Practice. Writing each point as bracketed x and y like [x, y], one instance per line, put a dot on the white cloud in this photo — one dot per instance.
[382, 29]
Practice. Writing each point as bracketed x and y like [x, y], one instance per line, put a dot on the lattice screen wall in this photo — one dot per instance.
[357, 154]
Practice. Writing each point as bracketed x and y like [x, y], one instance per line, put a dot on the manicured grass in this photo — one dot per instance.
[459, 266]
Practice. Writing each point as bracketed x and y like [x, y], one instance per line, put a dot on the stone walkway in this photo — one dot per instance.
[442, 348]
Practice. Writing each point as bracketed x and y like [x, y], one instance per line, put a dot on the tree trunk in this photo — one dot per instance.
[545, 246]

### TASK PROMPT
Print, exactly as given, the lines from the one with "on the stone" through the last line of the material above, and no others.

### EXERCISE SOLUTION
Practice. Writing each point as bracketed x and y like [x, y], one instance per line, put a dot on the stone walkway in this photo — one dot per instance.
[442, 348]
Practice. Writing each point as bracketed x and y like [x, y], one instance per line, put a dot on the tree trunk in this photo — one dot per instance.
[545, 246]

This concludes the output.